Render the data below as a numbered list with no blank lines, and leave out the pictures.
-- Start SUPPLIED MATERIAL --
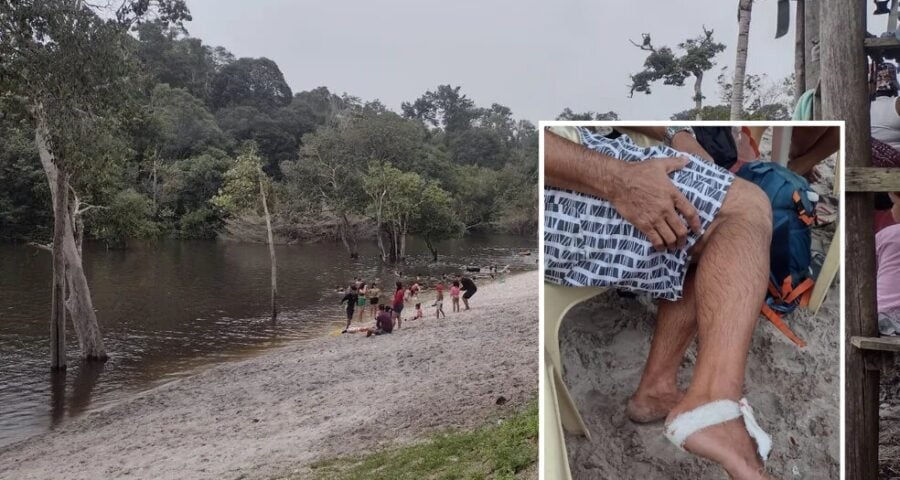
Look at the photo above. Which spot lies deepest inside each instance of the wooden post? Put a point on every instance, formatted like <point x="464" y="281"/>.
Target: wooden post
<point x="58" y="297"/>
<point x="845" y="97"/>
<point x="810" y="43"/>
<point x="800" y="51"/>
-- End SUPPLIED MATERIAL --
▶ **IN RESPONSE**:
1. Look at the photo above. Which spot lies deepest inside each instance of the wooden post? Put a point on every instance, formatted like <point x="464" y="281"/>.
2. Target: wooden post
3. <point x="58" y="297"/>
4. <point x="845" y="97"/>
5. <point x="810" y="43"/>
6. <point x="800" y="51"/>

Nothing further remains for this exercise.